An exact copy of every entry is the required answer.

Data extracts:
=======

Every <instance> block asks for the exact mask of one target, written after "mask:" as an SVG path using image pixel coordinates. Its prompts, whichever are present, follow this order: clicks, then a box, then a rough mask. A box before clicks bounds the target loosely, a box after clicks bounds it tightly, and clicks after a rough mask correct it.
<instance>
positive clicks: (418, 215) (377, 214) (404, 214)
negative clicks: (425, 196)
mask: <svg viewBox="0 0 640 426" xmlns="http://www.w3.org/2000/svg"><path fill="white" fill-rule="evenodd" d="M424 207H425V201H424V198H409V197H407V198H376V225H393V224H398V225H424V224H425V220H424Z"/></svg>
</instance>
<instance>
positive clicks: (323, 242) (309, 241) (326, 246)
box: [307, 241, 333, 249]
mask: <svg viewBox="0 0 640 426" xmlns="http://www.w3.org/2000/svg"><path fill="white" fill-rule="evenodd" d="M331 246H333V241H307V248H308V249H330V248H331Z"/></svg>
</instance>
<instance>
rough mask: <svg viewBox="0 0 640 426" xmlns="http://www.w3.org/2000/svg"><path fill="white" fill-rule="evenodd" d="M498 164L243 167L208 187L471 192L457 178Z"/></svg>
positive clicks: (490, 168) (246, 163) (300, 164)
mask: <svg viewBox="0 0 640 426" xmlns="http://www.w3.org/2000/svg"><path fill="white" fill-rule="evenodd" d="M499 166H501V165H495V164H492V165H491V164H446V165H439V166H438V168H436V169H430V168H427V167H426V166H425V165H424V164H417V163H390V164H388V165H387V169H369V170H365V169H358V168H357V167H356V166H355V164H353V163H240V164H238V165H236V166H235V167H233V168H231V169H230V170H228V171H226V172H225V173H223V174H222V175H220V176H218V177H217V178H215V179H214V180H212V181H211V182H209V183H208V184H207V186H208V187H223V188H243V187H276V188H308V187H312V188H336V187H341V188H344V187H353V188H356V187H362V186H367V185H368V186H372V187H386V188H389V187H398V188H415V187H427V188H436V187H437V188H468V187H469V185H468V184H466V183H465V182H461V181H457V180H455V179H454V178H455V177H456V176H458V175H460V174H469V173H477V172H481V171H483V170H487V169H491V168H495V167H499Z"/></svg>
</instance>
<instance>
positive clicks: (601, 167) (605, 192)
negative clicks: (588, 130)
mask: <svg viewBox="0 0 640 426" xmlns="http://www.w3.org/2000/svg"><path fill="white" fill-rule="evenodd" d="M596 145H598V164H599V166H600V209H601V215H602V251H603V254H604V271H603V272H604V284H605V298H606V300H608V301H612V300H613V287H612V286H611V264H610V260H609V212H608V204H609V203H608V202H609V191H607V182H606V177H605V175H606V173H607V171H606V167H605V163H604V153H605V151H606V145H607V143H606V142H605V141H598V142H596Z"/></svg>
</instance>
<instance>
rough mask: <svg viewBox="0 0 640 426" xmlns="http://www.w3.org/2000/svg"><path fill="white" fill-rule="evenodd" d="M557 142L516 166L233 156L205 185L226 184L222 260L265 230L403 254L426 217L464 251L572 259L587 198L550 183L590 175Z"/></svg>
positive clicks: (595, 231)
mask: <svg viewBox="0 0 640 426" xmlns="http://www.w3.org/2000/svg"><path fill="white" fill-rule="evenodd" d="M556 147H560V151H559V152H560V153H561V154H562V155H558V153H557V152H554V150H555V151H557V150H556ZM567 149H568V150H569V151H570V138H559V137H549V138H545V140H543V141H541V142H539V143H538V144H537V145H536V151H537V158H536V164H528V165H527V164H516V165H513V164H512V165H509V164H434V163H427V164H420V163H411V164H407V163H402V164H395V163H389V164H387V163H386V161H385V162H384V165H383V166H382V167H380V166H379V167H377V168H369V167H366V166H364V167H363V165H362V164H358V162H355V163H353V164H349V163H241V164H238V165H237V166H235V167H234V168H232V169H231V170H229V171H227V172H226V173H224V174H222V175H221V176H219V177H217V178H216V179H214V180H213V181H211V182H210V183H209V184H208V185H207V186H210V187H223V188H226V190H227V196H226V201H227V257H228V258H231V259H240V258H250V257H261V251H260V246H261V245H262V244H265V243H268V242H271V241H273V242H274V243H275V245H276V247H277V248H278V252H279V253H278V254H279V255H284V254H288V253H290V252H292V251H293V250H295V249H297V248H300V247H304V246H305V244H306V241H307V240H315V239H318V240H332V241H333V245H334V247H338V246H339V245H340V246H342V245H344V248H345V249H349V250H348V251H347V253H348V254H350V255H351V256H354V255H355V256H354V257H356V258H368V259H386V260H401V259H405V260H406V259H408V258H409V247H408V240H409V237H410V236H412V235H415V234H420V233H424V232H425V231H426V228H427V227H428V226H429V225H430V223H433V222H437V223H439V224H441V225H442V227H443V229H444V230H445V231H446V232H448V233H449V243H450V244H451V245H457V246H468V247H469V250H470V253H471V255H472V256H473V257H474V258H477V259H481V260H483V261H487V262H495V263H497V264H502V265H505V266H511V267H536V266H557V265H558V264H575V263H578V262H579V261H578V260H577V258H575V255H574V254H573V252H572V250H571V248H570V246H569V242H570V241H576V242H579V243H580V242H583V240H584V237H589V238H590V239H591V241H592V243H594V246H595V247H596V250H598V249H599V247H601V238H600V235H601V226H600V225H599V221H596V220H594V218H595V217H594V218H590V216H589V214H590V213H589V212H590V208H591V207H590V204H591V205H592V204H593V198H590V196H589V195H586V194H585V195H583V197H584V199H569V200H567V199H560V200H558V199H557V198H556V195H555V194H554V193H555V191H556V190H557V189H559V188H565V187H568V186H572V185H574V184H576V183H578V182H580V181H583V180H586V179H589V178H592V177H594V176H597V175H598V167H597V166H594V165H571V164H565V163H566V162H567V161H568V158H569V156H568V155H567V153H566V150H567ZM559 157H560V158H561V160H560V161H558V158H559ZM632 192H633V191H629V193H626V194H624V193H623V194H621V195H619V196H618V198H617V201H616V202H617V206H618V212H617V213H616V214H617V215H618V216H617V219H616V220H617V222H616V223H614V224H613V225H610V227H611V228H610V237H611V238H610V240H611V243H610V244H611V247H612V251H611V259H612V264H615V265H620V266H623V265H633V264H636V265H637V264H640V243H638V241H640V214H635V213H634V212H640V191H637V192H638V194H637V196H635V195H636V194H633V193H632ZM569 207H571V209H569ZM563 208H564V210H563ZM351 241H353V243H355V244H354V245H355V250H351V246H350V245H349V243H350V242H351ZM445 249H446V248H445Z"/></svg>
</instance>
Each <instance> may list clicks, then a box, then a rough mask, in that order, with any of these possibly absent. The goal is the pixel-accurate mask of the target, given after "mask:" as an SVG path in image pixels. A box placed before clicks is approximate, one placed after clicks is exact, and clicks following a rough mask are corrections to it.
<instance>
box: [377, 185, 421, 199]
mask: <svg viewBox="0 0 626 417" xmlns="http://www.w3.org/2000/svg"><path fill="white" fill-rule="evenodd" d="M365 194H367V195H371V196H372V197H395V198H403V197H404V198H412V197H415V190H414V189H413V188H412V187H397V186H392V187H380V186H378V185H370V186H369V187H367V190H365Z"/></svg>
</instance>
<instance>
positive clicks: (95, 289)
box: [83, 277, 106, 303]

=======

Exercise response:
Every <instance> block asks for the exact mask of one target, written after "mask:" as an SVG path using image pixel coordinates. Its prompts, whichever are present, follow this order: clicks, then a box, then a rough mask. A box before clicks bounds the target loosely, a box after clicks bounds it tightly, and clicks after a rough mask correct it.
<instance>
positive clicks: (418, 215) (377, 214) (404, 214)
negative clicks: (425, 196)
mask: <svg viewBox="0 0 640 426" xmlns="http://www.w3.org/2000/svg"><path fill="white" fill-rule="evenodd" d="M424 207H425V201H424V198H409V197H407V198H376V225H393V224H398V225H424V224H425V220H424Z"/></svg>
</instance>
<instance>
positive clicks: (323, 242) (309, 241) (326, 246)
box: [307, 241, 333, 249]
mask: <svg viewBox="0 0 640 426" xmlns="http://www.w3.org/2000/svg"><path fill="white" fill-rule="evenodd" d="M331 246H333V241H307V248H308V249H330V248H331Z"/></svg>
</instance>
<instance>
rough mask: <svg viewBox="0 0 640 426" xmlns="http://www.w3.org/2000/svg"><path fill="white" fill-rule="evenodd" d="M498 164L243 167L208 187L471 192L457 178Z"/></svg>
positive clicks: (490, 168) (246, 163) (300, 164)
mask: <svg viewBox="0 0 640 426" xmlns="http://www.w3.org/2000/svg"><path fill="white" fill-rule="evenodd" d="M499 166H501V165H495V164H492V165H491V164H446V165H439V166H438V168H436V169H430V168H427V167H426V166H425V165H424V164H417V163H390V164H388V165H387V169H369V170H365V169H358V168H357V167H356V166H355V164H353V163H240V164H238V165H236V166H235V167H233V168H231V169H230V170H228V171H226V172H225V173H223V174H222V175H220V176H218V177H217V178H215V179H214V180H212V181H211V182H209V183H208V184H207V186H208V187H223V188H243V187H276V188H308V187H312V188H336V187H341V188H344V187H353V188H356V187H362V186H367V185H368V186H372V187H386V188H389V187H398V188H415V187H427V188H436V187H437V188H468V187H469V185H468V184H466V183H465V182H461V181H457V180H455V179H454V178H455V177H456V176H458V175H460V174H469V173H477V172H481V171H483V170H487V169H491V168H495V167H499Z"/></svg>
</instance>
<instance>
positive clicks: (601, 167) (605, 192)
negative clicks: (588, 130)
mask: <svg viewBox="0 0 640 426" xmlns="http://www.w3.org/2000/svg"><path fill="white" fill-rule="evenodd" d="M596 145H598V164H599V166H600V209H601V215H602V251H603V254H604V271H603V272H604V284H605V298H606V300H608V301H612V300H613V287H612V286H611V264H610V260H609V212H608V204H609V203H608V202H609V191H607V182H606V177H605V175H606V173H607V171H606V167H605V163H604V153H605V151H606V145H607V143H606V142H605V141H598V142H596Z"/></svg>
</instance>
<instance>
rough mask: <svg viewBox="0 0 640 426" xmlns="http://www.w3.org/2000/svg"><path fill="white" fill-rule="evenodd" d="M557 142L516 166L233 156L205 185L226 184L222 260L265 230L403 254L426 217L464 251L572 259L587 198L550 183L590 175Z"/></svg>
positive clicks: (595, 231)
mask: <svg viewBox="0 0 640 426" xmlns="http://www.w3.org/2000/svg"><path fill="white" fill-rule="evenodd" d="M556 147H560V151H559V152H560V153H561V154H562V155H558V153H557V152H554V150H555V151H557V150H556ZM567 149H568V150H569V151H570V138H559V137H549V138H545V140H543V141H541V142H539V143H538V144H537V145H536V151H537V158H536V164H528V165H527V164H516V165H513V164H512V165H509V164H434V163H427V164H420V163H411V164H407V163H402V164H395V163H389V164H387V163H386V161H385V162H384V165H383V166H382V167H380V166H379V167H377V168H369V167H366V166H364V167H363V165H362V164H358V162H355V163H353V164H349V163H241V164H238V165H237V166H235V167H234V168H232V169H231V170H229V171H227V172H226V173H224V174H222V175H221V176H219V177H217V178H216V179H214V180H213V181H211V182H210V183H209V184H208V185H207V186H210V187H223V188H226V190H227V196H226V201H227V257H228V258H231V259H240V258H250V257H261V251H260V246H261V245H262V244H265V243H268V242H271V241H273V242H274V243H275V245H276V247H277V248H278V252H279V253H278V254H279V255H284V254H288V253H290V252H292V251H293V250H295V249H297V248H300V247H304V246H305V244H306V241H307V240H315V239H318V240H332V241H333V245H334V247H338V246H339V245H340V246H342V245H344V248H345V249H349V250H348V251H347V253H348V254H350V255H351V256H354V255H355V256H354V257H356V258H368V259H386V260H401V259H405V260H406V259H408V258H409V247H408V240H409V237H410V236H412V235H415V234H420V233H424V232H425V231H426V228H427V227H428V226H429V225H430V223H433V222H437V223H439V224H441V225H442V227H443V229H444V230H445V231H446V232H448V233H449V243H450V244H451V245H457V246H468V247H469V250H470V253H471V255H472V256H473V257H474V258H477V259H481V260H483V261H487V262H495V263H497V264H502V265H505V266H511V267H536V266H557V265H558V264H575V263H578V262H579V261H578V260H577V258H575V255H574V254H573V252H572V250H571V248H570V246H569V242H570V241H576V242H579V243H580V242H583V240H584V237H589V238H590V239H591V241H592V243H594V246H595V247H596V250H598V249H599V247H601V238H600V235H601V226H600V225H599V221H596V220H594V218H595V217H594V218H590V216H589V214H590V213H589V212H590V208H591V207H590V204H591V205H592V204H593V198H590V196H589V195H586V194H585V195H583V197H584V199H569V200H567V199H560V200H558V199H557V198H556V195H555V194H554V193H555V191H556V190H557V189H559V188H565V187H568V186H572V185H574V184H576V183H578V182H580V181H583V180H586V179H589V178H592V177H594V176H597V175H598V167H597V166H594V165H571V164H565V163H566V162H567V161H568V158H569V156H568V155H567V153H566V150H567ZM559 157H560V158H561V160H560V161H558V158H559ZM632 192H633V191H629V193H626V194H624V193H623V194H621V195H619V196H618V198H617V201H616V202H617V206H618V212H617V213H616V214H617V215H618V216H617V219H616V220H617V222H616V223H614V224H613V225H610V227H611V228H610V237H611V238H610V240H611V243H610V244H611V247H612V251H611V259H612V264H615V265H620V266H623V265H633V264H636V265H637V264H640V243H638V241H640V214H635V213H634V212H640V191H637V192H638V194H637V196H635V195H636V194H633V193H632ZM569 207H571V209H569ZM563 208H564V210H563ZM351 241H353V243H355V244H354V245H355V250H351V246H350V245H349V243H350V242H351ZM445 249H446V248H445Z"/></svg>
</instance>
Each <instance> may list clicks, then a box, then a rough mask, in that order, with any of these possibly absent. The goal is the pixel-accurate mask of the target, given after "mask:" as an SVG path in image pixels. A box placed before clicks is approximate, one placed after clicks is exact, and clicks following a rough mask are corrections to it.
<instance>
box: [377, 185, 421, 199]
mask: <svg viewBox="0 0 626 417" xmlns="http://www.w3.org/2000/svg"><path fill="white" fill-rule="evenodd" d="M365 194H367V195H371V196H372V197H395V198H403V197H404V198H412V197H415V190H414V189H413V188H412V187H397V186H392V187H380V186H378V185H370V186H369V187H367V190H365Z"/></svg>
</instance>
<instance>
positive clicks: (95, 289)
box: [83, 277, 106, 303]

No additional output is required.